## [What the task requires]
Print the entries below verbatim, starting at the line containing "Indicate the green shrub" and ending at the line containing "x=483, y=329", with both of those lines included.

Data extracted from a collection

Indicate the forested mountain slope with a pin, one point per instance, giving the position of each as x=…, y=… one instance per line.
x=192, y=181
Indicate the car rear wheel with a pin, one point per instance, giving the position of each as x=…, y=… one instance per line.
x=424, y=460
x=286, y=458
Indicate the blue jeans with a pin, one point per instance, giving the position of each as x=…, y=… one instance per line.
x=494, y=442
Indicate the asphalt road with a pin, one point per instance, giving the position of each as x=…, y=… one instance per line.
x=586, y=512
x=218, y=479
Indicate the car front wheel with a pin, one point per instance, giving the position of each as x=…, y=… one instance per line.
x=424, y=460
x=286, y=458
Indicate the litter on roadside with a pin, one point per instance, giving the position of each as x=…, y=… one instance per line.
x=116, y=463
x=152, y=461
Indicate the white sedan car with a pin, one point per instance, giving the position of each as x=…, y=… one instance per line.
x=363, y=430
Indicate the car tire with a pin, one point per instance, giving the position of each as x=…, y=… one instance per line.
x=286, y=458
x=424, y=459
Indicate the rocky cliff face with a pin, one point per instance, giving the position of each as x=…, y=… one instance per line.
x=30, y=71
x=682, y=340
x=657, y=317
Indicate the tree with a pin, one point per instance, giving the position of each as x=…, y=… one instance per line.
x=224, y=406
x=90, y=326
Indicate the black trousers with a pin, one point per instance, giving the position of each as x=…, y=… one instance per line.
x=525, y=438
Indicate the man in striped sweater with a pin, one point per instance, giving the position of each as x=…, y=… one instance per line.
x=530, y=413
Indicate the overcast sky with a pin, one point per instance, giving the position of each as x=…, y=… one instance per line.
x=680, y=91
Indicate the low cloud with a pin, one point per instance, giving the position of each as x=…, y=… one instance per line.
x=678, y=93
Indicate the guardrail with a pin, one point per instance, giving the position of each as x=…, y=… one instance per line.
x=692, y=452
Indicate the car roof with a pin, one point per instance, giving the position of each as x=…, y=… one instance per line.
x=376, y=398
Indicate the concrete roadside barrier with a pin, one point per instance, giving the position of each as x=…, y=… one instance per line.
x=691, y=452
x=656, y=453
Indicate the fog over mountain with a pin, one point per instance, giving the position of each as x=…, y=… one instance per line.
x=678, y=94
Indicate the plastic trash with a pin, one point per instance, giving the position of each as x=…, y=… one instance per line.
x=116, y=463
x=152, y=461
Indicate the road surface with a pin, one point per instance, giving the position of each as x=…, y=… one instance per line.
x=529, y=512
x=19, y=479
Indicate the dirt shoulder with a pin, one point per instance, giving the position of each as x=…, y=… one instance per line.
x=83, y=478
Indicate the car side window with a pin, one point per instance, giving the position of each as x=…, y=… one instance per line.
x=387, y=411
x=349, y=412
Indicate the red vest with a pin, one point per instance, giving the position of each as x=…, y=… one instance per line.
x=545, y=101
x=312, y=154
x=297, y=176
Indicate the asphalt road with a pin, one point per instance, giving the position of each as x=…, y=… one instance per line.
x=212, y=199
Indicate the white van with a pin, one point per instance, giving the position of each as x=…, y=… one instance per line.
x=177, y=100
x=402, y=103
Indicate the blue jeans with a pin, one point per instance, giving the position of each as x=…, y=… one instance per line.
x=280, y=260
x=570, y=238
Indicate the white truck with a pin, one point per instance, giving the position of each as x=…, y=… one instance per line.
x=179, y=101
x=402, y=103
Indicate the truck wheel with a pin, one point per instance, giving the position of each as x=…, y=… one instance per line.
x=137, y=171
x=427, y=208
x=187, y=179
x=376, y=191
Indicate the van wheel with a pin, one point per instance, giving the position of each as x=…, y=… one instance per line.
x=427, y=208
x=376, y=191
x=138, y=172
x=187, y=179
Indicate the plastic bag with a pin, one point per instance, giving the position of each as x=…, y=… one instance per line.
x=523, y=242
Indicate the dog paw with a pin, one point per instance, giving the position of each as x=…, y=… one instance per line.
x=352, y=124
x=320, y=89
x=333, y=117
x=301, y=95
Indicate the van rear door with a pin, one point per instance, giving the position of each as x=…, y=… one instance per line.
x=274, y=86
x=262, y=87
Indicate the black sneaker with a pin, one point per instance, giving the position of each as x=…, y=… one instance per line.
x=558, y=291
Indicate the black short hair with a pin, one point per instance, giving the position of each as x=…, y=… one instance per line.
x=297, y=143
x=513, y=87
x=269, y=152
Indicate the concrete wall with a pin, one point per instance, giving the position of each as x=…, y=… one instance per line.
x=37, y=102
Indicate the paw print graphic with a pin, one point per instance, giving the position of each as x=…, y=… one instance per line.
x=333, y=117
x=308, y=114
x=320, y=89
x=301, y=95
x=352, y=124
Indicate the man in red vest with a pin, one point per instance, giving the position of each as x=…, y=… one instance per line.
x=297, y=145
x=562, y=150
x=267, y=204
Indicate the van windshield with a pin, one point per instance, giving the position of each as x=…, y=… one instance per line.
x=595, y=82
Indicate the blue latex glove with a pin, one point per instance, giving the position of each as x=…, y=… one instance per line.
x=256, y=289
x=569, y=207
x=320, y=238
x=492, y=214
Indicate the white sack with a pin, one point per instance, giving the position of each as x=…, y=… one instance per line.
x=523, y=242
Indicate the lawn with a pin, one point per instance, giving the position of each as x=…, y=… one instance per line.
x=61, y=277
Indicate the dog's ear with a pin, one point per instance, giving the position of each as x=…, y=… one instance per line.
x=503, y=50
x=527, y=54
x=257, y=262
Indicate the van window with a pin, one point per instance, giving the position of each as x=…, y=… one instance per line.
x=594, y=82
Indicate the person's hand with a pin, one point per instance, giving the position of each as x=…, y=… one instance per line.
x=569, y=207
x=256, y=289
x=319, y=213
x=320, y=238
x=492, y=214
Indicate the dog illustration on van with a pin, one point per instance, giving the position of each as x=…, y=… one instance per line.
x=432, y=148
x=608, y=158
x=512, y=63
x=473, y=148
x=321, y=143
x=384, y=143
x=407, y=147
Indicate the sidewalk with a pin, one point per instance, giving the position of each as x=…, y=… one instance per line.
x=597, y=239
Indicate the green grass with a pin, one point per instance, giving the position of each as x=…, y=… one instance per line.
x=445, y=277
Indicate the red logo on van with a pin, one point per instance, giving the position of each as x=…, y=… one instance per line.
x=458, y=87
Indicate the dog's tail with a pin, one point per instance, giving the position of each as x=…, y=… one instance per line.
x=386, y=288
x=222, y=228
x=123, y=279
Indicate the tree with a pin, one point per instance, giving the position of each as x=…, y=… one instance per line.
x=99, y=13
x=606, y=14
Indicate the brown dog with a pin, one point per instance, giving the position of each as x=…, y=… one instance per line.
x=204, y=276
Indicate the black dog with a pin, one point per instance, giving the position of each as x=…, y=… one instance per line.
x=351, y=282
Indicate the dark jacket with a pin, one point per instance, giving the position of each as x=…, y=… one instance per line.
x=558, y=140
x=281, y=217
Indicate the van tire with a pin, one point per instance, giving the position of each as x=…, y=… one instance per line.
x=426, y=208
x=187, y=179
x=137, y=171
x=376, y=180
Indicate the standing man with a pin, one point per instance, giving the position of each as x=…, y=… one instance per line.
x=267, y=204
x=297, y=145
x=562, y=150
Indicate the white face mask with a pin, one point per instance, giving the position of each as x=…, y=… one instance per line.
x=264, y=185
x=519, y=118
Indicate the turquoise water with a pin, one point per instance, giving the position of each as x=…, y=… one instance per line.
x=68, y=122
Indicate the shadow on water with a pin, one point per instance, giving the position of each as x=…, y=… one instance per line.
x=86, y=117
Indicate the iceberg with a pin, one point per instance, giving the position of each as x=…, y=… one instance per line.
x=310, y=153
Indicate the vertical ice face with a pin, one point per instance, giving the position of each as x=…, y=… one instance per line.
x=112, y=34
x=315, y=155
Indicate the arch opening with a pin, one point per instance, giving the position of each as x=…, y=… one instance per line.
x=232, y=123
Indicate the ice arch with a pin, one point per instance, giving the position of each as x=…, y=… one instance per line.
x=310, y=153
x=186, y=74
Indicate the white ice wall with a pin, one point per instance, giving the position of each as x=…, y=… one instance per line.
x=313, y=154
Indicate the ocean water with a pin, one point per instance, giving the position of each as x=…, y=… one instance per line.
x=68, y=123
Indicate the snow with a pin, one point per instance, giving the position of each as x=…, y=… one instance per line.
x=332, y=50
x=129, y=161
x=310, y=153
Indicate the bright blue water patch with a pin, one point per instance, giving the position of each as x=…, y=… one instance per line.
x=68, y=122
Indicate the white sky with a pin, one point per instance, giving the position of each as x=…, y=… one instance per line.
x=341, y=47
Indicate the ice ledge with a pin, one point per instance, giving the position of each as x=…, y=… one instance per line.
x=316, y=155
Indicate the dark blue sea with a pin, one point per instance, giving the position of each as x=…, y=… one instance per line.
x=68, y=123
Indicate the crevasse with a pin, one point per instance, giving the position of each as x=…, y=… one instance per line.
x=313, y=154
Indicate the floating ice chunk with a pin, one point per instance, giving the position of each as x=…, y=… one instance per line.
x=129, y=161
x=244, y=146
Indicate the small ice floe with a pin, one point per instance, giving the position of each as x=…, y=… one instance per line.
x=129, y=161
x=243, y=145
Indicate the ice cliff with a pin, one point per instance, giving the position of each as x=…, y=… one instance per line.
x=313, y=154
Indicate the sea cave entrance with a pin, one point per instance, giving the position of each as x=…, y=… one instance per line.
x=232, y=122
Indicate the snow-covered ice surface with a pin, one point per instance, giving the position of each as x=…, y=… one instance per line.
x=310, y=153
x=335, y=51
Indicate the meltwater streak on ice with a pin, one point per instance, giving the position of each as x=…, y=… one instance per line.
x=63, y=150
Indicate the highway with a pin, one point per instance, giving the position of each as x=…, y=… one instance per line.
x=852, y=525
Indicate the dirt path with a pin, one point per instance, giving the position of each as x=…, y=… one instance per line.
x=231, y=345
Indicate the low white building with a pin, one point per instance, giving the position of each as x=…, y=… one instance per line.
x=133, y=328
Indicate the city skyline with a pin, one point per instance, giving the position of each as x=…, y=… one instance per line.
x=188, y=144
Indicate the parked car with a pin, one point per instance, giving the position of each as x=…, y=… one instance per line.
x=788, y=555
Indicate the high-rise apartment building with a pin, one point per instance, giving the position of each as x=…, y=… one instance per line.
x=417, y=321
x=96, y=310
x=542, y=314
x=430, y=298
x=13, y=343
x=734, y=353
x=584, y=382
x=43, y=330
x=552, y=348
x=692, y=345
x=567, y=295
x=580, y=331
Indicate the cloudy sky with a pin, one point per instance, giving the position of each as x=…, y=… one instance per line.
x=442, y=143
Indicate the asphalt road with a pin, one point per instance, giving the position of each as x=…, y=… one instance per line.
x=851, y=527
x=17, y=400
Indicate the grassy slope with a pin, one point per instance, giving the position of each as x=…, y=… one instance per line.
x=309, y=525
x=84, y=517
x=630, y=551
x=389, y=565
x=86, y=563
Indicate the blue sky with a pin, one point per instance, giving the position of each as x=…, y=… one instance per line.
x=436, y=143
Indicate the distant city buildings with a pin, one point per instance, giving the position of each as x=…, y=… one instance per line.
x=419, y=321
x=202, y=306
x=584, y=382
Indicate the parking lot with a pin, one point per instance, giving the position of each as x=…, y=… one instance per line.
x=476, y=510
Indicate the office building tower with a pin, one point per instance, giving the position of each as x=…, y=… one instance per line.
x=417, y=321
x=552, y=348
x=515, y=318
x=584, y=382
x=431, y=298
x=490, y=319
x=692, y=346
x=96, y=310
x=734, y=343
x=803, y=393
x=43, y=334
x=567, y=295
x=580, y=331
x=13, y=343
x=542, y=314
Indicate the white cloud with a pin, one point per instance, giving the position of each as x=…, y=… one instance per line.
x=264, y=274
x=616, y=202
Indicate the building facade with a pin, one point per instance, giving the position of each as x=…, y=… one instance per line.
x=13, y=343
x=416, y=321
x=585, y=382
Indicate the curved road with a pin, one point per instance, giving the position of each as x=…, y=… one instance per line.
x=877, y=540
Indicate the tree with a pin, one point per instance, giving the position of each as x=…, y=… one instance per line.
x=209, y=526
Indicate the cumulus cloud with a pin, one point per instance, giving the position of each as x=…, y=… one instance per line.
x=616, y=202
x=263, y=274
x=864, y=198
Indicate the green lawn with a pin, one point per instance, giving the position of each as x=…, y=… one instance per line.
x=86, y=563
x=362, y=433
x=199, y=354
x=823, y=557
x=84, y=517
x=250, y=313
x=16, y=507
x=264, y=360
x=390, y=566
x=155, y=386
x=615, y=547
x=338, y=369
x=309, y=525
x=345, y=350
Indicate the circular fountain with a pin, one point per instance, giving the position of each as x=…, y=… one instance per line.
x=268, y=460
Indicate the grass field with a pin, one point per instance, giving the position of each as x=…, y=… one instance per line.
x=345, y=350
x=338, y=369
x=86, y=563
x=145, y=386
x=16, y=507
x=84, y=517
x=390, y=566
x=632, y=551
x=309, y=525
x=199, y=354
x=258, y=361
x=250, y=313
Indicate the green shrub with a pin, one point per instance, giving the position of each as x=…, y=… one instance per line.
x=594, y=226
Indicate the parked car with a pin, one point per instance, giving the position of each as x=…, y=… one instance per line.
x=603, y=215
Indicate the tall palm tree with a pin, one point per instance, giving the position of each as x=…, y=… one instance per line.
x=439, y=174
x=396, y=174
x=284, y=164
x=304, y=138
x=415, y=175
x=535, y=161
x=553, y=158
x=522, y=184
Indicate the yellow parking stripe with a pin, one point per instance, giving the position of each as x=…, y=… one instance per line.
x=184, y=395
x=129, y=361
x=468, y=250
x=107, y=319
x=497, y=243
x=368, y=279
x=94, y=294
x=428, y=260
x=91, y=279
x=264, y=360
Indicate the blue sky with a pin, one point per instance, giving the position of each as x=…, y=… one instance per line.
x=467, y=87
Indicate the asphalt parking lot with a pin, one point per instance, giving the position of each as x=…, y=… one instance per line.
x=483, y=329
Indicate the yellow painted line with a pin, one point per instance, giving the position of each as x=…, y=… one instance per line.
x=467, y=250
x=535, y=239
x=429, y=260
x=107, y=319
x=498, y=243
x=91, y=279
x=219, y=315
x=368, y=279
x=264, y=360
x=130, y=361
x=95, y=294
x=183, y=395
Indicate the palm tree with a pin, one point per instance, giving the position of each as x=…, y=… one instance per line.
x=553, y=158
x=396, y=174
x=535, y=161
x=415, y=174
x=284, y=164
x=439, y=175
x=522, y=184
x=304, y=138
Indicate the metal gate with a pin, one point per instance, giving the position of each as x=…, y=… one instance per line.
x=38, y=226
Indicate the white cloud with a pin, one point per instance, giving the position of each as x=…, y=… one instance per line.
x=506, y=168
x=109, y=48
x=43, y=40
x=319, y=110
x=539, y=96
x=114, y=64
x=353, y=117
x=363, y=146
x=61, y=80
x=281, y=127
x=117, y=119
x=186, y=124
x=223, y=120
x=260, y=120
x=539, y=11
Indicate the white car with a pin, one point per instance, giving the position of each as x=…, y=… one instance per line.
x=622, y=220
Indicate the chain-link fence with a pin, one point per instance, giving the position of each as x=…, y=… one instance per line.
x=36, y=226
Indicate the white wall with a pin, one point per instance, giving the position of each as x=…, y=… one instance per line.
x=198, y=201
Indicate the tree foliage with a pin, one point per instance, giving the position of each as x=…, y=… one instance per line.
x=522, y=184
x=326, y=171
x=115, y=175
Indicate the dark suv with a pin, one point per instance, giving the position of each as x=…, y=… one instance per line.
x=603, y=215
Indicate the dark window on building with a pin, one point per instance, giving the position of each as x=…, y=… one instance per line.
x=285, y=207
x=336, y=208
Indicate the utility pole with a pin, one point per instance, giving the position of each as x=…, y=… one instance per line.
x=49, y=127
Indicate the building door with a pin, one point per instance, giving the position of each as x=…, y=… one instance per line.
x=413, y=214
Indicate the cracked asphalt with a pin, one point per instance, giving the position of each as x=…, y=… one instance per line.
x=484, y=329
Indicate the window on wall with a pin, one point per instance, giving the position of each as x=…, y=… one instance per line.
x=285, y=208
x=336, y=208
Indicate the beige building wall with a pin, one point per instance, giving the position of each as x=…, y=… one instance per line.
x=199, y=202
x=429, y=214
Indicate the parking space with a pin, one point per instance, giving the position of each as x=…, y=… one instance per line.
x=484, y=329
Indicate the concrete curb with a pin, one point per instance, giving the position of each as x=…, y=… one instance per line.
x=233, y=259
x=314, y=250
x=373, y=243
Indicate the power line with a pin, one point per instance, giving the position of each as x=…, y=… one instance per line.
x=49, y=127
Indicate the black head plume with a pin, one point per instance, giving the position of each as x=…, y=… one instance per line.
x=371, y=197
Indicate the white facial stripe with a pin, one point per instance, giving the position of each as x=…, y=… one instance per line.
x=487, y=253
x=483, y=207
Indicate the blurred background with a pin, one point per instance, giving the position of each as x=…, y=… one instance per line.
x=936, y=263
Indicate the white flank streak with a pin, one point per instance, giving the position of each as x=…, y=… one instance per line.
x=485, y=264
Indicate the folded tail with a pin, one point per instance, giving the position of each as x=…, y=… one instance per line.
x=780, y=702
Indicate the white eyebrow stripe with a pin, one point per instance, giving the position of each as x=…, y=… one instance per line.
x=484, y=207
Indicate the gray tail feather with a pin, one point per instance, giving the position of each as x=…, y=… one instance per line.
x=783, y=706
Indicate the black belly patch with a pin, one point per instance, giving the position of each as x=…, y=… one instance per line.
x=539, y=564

## [Task output]
Indicate the green shrub with a pin, one point per instance, giving the position of each as x=…, y=… one instance per line.
x=594, y=226
Indicate the parked car with a pin, one point per instance, giving the position of each as x=…, y=… one instance per line.
x=603, y=215
Indicate the tall palm tree with a pin, one point per instance, giving the position of each as x=…, y=… one instance per line.
x=439, y=174
x=396, y=174
x=284, y=164
x=304, y=138
x=415, y=175
x=535, y=161
x=553, y=158
x=522, y=184
Indicate the yellow parking stripe with a pin, one point per instance, giving the position of each as x=…, y=… one instance per line.
x=184, y=395
x=129, y=361
x=468, y=250
x=107, y=319
x=497, y=243
x=368, y=279
x=94, y=294
x=428, y=260
x=91, y=279
x=264, y=360
Indicate the blue sky with a pin, one point per instance, giving the position of each as x=…, y=… one instance per line.
x=467, y=87
Indicate the asphalt parking lot with a pin, one point per instance, giving the position of each as x=…, y=… one instance per line.
x=483, y=329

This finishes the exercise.